--- Input data ---
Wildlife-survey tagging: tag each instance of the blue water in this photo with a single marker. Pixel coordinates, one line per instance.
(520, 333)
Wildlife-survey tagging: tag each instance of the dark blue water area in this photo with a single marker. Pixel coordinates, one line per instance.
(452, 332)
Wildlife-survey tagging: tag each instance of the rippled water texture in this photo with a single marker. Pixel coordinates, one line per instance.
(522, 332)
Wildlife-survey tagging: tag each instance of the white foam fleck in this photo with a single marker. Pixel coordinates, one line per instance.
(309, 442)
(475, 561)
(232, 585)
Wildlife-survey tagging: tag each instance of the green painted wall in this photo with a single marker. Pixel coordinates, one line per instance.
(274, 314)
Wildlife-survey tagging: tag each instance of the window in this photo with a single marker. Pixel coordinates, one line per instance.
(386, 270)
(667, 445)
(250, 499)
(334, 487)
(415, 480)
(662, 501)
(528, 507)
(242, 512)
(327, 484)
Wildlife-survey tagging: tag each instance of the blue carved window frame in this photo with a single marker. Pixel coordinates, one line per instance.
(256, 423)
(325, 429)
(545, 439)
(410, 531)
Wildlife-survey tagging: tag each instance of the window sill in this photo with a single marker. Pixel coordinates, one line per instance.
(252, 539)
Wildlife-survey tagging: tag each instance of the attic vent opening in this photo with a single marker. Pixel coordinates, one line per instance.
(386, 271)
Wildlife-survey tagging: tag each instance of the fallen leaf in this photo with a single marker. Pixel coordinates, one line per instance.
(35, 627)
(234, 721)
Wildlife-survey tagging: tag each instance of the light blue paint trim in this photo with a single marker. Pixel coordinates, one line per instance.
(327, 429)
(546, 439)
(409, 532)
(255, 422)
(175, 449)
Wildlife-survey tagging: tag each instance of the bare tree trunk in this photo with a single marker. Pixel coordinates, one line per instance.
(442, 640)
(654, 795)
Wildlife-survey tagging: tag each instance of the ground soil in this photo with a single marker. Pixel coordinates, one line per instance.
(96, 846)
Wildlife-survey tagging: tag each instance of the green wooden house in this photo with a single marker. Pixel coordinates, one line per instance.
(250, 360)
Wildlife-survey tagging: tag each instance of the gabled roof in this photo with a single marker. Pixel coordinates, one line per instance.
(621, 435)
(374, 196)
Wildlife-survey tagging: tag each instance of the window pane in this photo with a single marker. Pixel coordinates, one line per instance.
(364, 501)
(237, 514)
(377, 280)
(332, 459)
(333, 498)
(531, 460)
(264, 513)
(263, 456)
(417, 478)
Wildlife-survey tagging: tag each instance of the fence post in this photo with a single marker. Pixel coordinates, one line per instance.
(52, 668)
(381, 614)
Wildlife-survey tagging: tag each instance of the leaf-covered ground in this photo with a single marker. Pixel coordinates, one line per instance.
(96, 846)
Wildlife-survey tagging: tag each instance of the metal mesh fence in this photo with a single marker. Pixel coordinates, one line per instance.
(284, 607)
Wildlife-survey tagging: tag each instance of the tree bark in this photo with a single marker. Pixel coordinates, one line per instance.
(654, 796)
---
> Exercise goal
Turn the part of the entries that opens with the line containing "Wildlife-survey tagging: tag each instance of the bare" and runs through the end of the entries into a two-column CSV with the headers "prompt" and "points". Give one row per entry, with the entry's text and its answer each in a single quoted field and line breaks replaced by spaces.

> Output of the exercise
prompt,points
"Wildlife-survey tagging: tag each instance of the bare tree trunk in this photo with a single marker. Pixel coordinates, one line per instance.","(442, 640) (654, 795)"
"Wildlife-survey tagging: tag each instance of the ground soil in this photo with a single marker. Pixel coordinates, one line per instance.","(96, 846)"
"Wildlife-survey tagging: tag each instance of the green wooden house in this photo with a single marker. Pixel coordinates, one line per instance.","(250, 360)"
"Wildlife-survey tagging: tag each instance of the gabled roof in this photo with a single marker. Pixel coordinates, one line per instance.","(621, 435) (374, 196)"
"Wildlife-survey tagging: tag each instance of the window pane in this photo with a single marker. Pixel coordinates, one line per instance.","(364, 501) (237, 514) (377, 280) (332, 459) (333, 498) (531, 460) (264, 513) (263, 456) (417, 478)"
"Wildlife-survey tagging: tag each instance of the fence post in this photo with a single marker. Pixel coordinates, one line per instance.","(52, 668) (381, 614)"
"Wildlife-survey tagging: tag each instance of the leaf-covered ground in this photo with a single marker. Pixel coordinates, one line per instance.","(96, 846)"
"Wildlife-survey tagging: tag each instance of the metal mesh fence in this photo with a single marker. Pixel coordinates, one line per instance.","(284, 607)"
"Wildlife-survey tagging: tag each instance of the tree bark in this photo with a single marker. Pixel coordinates, one line per instance.","(654, 796)"